Efficient Cloud Access to ERA5¶

A full archive of ERA5 reanalysis data has been made available as a free to access public data set on AWS. To aid effiecent cloud access to this data the provider has reproduced the native netcdf variables as Zarr stores. While this is convenient for the end user the burden of processing and the cost duplicating the original data is significant.

Kerchunk¶

Kerchunk seeks to provide some middle ground to this by creating a sidecar file to go along with the native netcdf dataset. While this requires some preprocessing from the data provider, it does not require any duplicating of data. Only a single 200 MB sidecar file is neccessary to allow severless, zarr-like, access to the native Netcdf datasets.

In [1]:

import fsspec
import ujson
import xarray as xr
import hvplot.xarray
import panel as pn
import cartopy.crs as ccrs
import zstandard
import configparser
from pathlib import Path
import os

from kerchunk.combine import MultiZarrToZarr, auto_dask, JustLoad

Kerchunk is a new package and changes frequently, it is best to install from the main branch at https://github.com/fsspec/kerchunk.git

In [3]:

import kerchunk 
print(kerchunk.__version__)
====
> [WRITTEN REQUEST A]: Pick out every line in the rows below that contains the string "wooden", and copy each one.
====
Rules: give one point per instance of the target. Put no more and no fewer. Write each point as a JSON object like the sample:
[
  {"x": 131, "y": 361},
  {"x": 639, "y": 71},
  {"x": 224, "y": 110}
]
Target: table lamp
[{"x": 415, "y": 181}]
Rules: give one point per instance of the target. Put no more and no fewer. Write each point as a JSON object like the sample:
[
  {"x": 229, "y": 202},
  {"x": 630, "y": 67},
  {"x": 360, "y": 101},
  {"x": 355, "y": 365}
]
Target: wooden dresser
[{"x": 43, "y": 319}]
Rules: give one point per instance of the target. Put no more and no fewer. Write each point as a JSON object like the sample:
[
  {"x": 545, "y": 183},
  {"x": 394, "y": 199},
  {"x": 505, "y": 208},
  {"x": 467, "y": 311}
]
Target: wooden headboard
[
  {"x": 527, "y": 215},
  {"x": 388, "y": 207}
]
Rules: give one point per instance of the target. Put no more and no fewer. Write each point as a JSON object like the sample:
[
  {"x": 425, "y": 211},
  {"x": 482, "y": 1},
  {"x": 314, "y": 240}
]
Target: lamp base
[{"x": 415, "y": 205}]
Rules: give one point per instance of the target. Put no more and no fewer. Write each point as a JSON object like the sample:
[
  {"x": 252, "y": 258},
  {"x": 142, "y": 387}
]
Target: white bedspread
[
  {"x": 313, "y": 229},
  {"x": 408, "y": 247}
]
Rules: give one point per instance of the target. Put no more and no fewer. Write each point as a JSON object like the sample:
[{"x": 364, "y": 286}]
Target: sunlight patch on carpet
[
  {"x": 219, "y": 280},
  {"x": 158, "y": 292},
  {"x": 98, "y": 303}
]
====
> [WRITTEN REQUEST B]: Carry on the ERA5 cloud access text above from the point where it stops.

> [RESULT A]:
Target: wooden dresser
Target: wooden headboard

> [RESULT B]:
0.1.0+8.gff16c05

First create a filesystem pointing to the location of 2 meter air temperature files on the S3 bucket. ERA5 is a public data set so anonymous access works fine

In [ ]:

#fs = fsspec.filesystem('s3', anon=True, config_kwargs={'connect_timeout':5, 'read_timeout':5})

Next create an S3 file system to save the files, since we will be using Dask workers on a Kubernetes cluster

In [9]:

fs2 = fsspec.filesystem('s3', anon=False, config_kwargs={'connect_timeout':5, 'read_timeout':5})  

In [10]:

json_dir = 's3://esip-qhub/noaa/ERA5_jsons'

In [11]:

json_list = fs2.glob(f'{json_dir}/??????air_pressure_at_mean_sea_level.json')

In [12]:

json_list = [f's3://{j}' for j in json_list]

In [13]:

print(len(json_list))
print(json_list[0])

528
s3://esip-qhub/noaa/ERA5_jsons/197901air_pressure_at_mean_sea_level.json

In [14]:

%%time
fs_ = fsspec.filesystem("reference", fo=json_list[0], ref_storage_args={'skip_instance_cache':True},
                       remote_protocol='s3', remote_options={'anon':True})
m = fs_.get_mapper("")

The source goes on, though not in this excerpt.